■ Text shown:

To see why parallelizing Prolog is as hard as any other language, consider the two main control structures the language offers: conjunction (AND, serial execution) and disjunction (OR, choice with backtracking). Let's say you have an AND construct such as
p(X) :- q(X), r(X).
and you'd want to run q(X) and r(X) in parallel. Then, what happens if q partially unifies X, say by binding it to f(Y). r must have knowledge of this binding, so either you've got to communicate it, or you have to wait for both conjuncts to complete; then you may have wasted time if one of them fails, unless you, again, have them communicate to synchronize. That gives overhead and is hard to get right. Now for OR:
p(X) :- q(X).
p(X) :- r(X).
There's a finite number of choices here (Prolog, of course, admits infinitely many choices) so you'd want to run both of them in parallel. But then, what if one succeeds? The other branch of the computation must be suspended and its state saved. How many of these states are you going to save at once? As many as there are processors seems reasonable, but then you have to take care to not have computations create states that don't fit in memory. That means you have to guess how large the state of a computation is, something that Prolog hides from you since it abstracts over such implementation details as processors and memory; it's not C.
In other words, automatic parallelization is hard. The 5th Gen. Computer project got around some of the issues by designing committed-choice languages, i.e. Prolog dialects without backtracking. In doing so, they drastically changed the language. It must be noted that the concurrent language Erlang is an offshoot of Prolog, and it too has traded in backtracking for something that is closer to functional programming. It still requires user guidance to know what parts of a program can safely be run concurrently.
In theory that seems attractive, but there are various problems that make such an implementation seem unwise.

■ Required task: In the text on parallelizing Prolog, how did the 5th Gen. Computer project get around some of the issues?

■ Listed records:
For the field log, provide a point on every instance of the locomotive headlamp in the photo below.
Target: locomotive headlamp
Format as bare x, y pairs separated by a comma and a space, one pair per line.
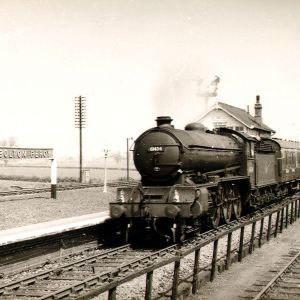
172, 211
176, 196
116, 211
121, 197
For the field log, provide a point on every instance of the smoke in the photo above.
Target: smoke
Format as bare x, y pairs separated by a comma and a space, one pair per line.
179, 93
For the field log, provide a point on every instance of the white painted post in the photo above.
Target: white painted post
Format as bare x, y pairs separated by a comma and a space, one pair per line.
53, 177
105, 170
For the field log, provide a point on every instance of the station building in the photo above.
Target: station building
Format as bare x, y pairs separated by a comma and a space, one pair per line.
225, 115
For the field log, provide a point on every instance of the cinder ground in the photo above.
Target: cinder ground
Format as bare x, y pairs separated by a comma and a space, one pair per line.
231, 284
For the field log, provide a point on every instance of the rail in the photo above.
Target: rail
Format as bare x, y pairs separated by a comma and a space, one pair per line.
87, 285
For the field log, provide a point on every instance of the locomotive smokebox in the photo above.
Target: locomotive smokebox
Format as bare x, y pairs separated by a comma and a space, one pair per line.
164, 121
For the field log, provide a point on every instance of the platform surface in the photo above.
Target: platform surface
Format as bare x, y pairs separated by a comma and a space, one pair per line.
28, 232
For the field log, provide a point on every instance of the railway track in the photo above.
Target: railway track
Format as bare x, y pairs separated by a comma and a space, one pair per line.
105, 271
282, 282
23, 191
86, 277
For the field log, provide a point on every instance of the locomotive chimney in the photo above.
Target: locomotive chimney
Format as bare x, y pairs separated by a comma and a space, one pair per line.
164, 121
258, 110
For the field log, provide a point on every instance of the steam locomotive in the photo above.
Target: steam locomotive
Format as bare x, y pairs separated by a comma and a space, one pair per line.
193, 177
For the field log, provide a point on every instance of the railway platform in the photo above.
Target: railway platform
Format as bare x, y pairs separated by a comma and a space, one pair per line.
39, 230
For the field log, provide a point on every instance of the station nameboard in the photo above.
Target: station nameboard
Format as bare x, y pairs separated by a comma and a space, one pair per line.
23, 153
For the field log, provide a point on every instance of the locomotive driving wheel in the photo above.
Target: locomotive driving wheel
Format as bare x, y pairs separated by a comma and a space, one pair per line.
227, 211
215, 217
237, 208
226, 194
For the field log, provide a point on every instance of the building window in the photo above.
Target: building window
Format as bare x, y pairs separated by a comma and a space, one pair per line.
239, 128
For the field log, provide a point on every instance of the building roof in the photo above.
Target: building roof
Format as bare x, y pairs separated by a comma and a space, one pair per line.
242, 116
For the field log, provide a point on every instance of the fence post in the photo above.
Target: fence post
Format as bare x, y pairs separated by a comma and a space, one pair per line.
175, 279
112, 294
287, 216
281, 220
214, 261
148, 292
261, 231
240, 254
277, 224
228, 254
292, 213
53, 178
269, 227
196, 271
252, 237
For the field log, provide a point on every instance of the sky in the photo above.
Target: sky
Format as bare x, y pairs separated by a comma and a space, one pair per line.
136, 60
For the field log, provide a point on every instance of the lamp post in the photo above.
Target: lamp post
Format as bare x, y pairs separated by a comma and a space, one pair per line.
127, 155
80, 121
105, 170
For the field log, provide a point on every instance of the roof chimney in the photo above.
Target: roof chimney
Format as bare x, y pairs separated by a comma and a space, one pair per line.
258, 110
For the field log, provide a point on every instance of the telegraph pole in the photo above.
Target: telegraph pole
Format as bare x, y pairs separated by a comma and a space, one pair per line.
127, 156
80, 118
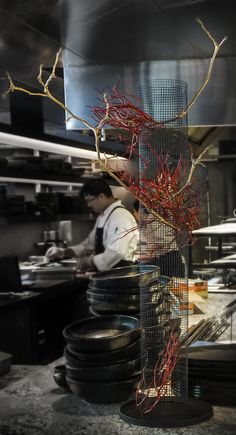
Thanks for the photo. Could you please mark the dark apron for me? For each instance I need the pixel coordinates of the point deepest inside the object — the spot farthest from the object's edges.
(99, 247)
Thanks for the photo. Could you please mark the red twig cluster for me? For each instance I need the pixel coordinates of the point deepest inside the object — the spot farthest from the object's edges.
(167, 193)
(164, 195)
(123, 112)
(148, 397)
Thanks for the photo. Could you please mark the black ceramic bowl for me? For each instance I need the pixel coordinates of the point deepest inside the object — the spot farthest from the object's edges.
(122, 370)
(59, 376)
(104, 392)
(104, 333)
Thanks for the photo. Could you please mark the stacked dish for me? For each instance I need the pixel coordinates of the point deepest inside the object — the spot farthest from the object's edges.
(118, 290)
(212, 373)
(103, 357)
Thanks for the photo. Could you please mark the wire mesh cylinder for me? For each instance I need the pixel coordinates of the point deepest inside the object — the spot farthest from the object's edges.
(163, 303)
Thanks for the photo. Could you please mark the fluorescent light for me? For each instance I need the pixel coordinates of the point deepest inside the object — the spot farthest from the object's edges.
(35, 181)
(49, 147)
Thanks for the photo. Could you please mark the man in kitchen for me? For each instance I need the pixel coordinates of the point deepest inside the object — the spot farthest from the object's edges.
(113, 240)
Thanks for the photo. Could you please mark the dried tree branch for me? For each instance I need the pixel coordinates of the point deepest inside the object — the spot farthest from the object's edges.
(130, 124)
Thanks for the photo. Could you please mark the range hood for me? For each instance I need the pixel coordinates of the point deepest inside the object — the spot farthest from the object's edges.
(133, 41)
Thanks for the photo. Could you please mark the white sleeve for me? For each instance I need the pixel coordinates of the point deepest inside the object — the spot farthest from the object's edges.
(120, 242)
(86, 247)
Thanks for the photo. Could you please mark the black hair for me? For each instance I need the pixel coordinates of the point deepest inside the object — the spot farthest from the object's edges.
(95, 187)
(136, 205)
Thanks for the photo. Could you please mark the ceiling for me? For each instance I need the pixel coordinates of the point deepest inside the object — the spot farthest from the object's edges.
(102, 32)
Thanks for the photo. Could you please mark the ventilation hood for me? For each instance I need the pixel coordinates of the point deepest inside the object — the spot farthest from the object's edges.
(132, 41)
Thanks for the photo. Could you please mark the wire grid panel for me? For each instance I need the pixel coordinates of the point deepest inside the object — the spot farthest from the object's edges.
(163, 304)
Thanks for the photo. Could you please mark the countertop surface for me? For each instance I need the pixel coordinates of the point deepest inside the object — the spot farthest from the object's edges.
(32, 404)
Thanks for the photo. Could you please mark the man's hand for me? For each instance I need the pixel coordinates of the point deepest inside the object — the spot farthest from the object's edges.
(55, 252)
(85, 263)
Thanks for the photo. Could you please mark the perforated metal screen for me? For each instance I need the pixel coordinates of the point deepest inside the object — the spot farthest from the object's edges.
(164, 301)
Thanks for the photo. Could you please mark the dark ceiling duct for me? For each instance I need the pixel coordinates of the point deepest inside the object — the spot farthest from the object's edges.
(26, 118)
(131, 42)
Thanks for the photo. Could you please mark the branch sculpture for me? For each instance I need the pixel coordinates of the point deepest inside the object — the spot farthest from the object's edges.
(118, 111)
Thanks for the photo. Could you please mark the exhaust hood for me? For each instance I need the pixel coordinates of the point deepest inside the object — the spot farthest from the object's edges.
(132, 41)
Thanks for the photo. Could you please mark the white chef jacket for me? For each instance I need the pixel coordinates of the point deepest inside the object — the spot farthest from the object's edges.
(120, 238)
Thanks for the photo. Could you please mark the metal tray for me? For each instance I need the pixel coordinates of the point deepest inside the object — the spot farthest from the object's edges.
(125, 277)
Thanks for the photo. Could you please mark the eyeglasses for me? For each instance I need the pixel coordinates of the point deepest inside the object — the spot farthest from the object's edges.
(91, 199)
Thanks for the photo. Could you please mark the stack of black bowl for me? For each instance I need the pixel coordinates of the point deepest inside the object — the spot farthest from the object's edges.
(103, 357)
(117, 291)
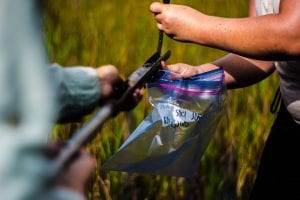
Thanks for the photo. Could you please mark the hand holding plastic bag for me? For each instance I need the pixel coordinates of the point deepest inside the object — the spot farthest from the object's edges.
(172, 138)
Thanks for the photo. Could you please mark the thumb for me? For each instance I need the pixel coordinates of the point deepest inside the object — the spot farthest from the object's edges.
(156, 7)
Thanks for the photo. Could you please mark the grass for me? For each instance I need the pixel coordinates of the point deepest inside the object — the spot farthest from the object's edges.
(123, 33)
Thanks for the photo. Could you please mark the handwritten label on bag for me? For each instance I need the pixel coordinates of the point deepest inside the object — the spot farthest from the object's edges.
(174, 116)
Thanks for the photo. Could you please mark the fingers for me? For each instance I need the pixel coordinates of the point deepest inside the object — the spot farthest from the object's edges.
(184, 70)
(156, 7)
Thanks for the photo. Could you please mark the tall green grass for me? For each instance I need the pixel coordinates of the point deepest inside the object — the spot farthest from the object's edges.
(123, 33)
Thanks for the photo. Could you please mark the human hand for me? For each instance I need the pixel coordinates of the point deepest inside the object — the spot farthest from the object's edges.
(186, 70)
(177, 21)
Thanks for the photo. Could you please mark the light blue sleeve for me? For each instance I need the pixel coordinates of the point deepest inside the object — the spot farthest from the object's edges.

■ Correct response: It designed committed-choice languages, which are Prolog dialects without backtracking.